Task prompt: Continue the proposal for renovating the fields at Bryn Mawr Meadows, picking up after its last sentence.

Project Start Date: January 1, 2021
Ongoing Program: N
Submitting Department: Minneapolis Park and Recreation Board
Contact Person: Adam Arvidson
Level of Need: High
Estimated Project Completion Date: December 31, 2023
Department Priority: 4
Contact Phone Number: 612-230-6470
Address: 601 Morgan Avenue South
City Sector: Southwest
Affected Neighborhoods: Bryn Mawr
Affected Wards: 7
This project would fund a complete renovation and new design layout for fields at Bryn Mawr Meadows to better provide consolidated ball diamond opportunities and soccer field areas in the central portion of the city.
In total, improvements will include soil amendments, re-grading, re-seeding, irrigation, lighting, re-alignment of fields to improve drainage and reduce multiple uses, amenities for players and spectators, parking, pathways, and other site improvements. Safety fencing, accessibility accommodations, and shade structures will also be installed where necessary and practical. New systems to provide for reinforced turf to increase the amount of play that can occur on a field and to maximize the benefits of rainwater for irrigation will be explored.
The renovation will implement a portion of the park’s master plan, which was adopted as part of the North Service Area Master Plan. Notable in that plan is a reduction in the number and increase in quality of softball diamonds, to allow simultaneous game play without outfield overlap. The design creates a better balance between neighborhood and regional athletic facilities. Created through extensive community engagement, the master plan is a new vision for the park. Also included in the plan is a stormwater management area that will be implemented alongside field renovation, in partnership with the Bassett Creek Watershed Management Commission. This aspect of the project will benefit the city by better managing neighborhood storm runoff before it flows into Bassett Creek.

Information shown:
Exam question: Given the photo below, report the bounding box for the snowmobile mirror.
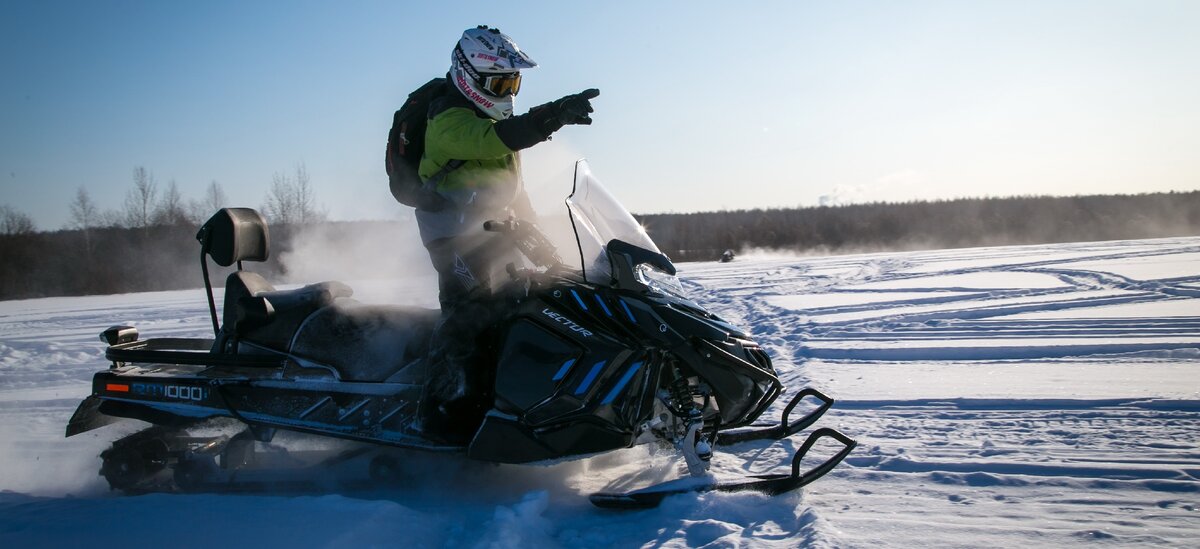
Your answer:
[196,207,270,267]
[100,326,138,346]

Response for this exercise:
Purpose and Justification:
Athletic fields are an integral part of the city’s infrastructure. Already at a premium in Minneapolis – field availability is far outstripped by demand — athletic fields are a prime social and recreational resource in this city. Whether sponsored by the parks, public schools, private schools, clubs, or adult leagues, teams depend on Park Board fields for both practice and games. Because fields are in such high demand, they tend to be overused and their upkeep is especially challenging. Improving athletic fields so they are more durable, able to meet the demands of almost continuous programming needs, and need to be rested or rehabilitated far less often will enhance the delivery of recreational services to the residents of Minneapolis.
Project Visuals and Map:
Project Cost Breakdown
Department Funding Request
Have Grants for this Project been secured?
No grants are currently associated with this project
Describe status and timing details of secured or applied for grants or other non-City funding sources:
MPRB is collaborating with the City of Minneapolis and the Bassett Creek Watershed Management Commission (BCWMC) to implement a significant regional stormwater amenity incorporated into the design of the park. BCWMC has aligned one of its own capital allocations in the same year as this request, so a comprehensive project can move forward in 2021.
Describe any collaborative arrangements with outside project partners, including who they are and what their role is with the project:
BCWMC prepared a feasibility study in concert with the City of Minneapolis to determine the location, shape, and capacity of a stormwater management facility in the park, which was creatively incorporated into the master plan. BCWMC will take lead on implementation of the stormwater facility in concert with detailed design and implementation of the park.
State Law Chapter 462.356 (Subd. 2) requires review of all capital improvements for compliance with the comprehensive municipal plan. Chapter 13, Section 4 of the City Charter requires Location and Design Review for the purpose of approving the sale of bonds for these projects. Describe how the project is consistent with the adopted City/Park Board comprehensive plans and how the project implements goals and policies as stated in the adopted plans, including specific policy references:
Projects funded with these dollars are consistent with the following direction of the Minneapolis Park and Recreation Board comprehensive plan:
Vision Statement: Dynamic parks that shape city character and meet diverse community needs.
Goal: Park facility renewal and development respects history and focuses on sustainability, accessibility, flexibility and beauty.
Strategy: Integrate sustainable practices, ecological design for landscapes, and green building techniques into new construction and renewal of all amenities, giving priority to those practices that meet or exceed established standards, improve ecological function, and minimize long-term maintenance and operating costs.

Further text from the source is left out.